> **Solicitud 1**:
Indica si cada afirmación concuerda con el texto sobre la paradoja de la fe y cita literalmente las palabras que lo deciden: (a) el texto define la paradoja como una aparente contradicción entre dos ideas opuestas; (b) según el texto, la mayor de todas las paradojas es el amor; (c) el texto atribuye la frase “Bienaventurados los que lloran” a Mateo 5:4.
> **Solicitud 2**:
Repite sin cambios el fragmento del texto sobre la paradoja de la fe que comienza en "Hay una aparente" y acaba en "que es invisible?".

> **Extracto proporcionado**:
══════════

La paradoja de la fe

por Claudio Garrido Sepúlveda

Génesis 22:1-18
Hebreos 11:1

Introducción:
Paradoja: aparente contradicción entre dos ideas opuestas.
Ejemplos:- “bajo el césped más verde se esconden orugas”.
- “lo que el árbol tiene de florido vive gracias a lo sepultado”.

En la Biblia, la paradoja es una de las figuras retóricas que más se repite. Sólo daré dos ejemplos:
-“el pecado de las cosas santas” (Éxodo 28:38).
Hay una aparente contradicción: ¿cómo algo santo va a tener pecado? pero no hay problema, significa que nuestro servicio puede estar lleno de vanidad, irreverencia, frialdad, vanagloria, autosuficiencia. O bien que nuestros deseos de santidad pueden estar manchados de malas motivaciones.
-“Bienaventurados los que lloran” (Mateo 5:4).
¿Cómo alguien va a ser feliz si llora?

La mayor de todas las paradojas es la fe (Hebreos 11:1).
-¿Cómo va a tener sustancia o materia mi esperanza? Es como decir: la esperanza está compuesta de la materia “fe”.
-¿Cómo puedo demostrar lo que es invisible?
En ambas definiciones hay aparentes contradicciones, pero lejos de ser un error, hay una gran enseñanza oculta.

Exposición:
Al comienzo leíamos un relato bastante repetitivo y conocido: Dios prueba a Abraham a sacrificar a Isaac, su hijo. De Abraham, sabemos casi de memoria que fue el “padre de la fe”, pero pareciera que ponemos más énfasis en el epíteto que en la grandeza de la fe con que Abraham creyó a Dios. A lo largo de la historia, ha habido quien fue grande a causa de su fuerza, a causa de su esperanza, a causa de su sabiduría, a causa de su amor; pero Abraham fue todavía más grande que todos ellos; grande porque poseyó esa energía cuya fuerza es debilidad, grande por su esperanza cuya apariencia es absurda, grande porque tuvo esa sabiduría cuyo secreto es locura a los que se pierden, grande a causa de un amor que pareció odio a sí mismo.

══════════

> **Datos proporcionados**:

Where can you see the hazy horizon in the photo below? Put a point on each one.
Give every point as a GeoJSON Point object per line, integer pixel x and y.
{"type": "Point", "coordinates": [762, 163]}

══════════

> **Resultado del ejercicio 1**:
(a) Sí: «Paradoja: aparente contradicción entre dos ideas opuestas.»
(b) No: «La mayor de todas las paradojas es la fe (Hebreos 11:1).»
(c) Sí: «“Bienaventurados los que lloran” (Mateo 5:4).»

> **Resultado del ejercicio 2**:
Hay una aparente contradicción: ¿cómo algo santo va a tener pecado? pero no hay problema, significa que nuestro servicio puede estar lleno de vanidad, irreverencia, frialdad, vanagloria, autosuficiencia. O bien que nuestros deseos de santidad pueden estar manchados de malas motivaciones.
-“Bienaventurados los que lloran” (Mateo 5:4).
¿Cómo alguien va a ser feliz si llora?

La mayor de todas las paradojas es la fe (Hebreos 11:1).
-¿Cómo va a tener sustancia o materia mi esperanza? Es como decir: la esperanza está compuesta de la materia “fe”.
-¿Cómo puedo demostrar lo que es invisible?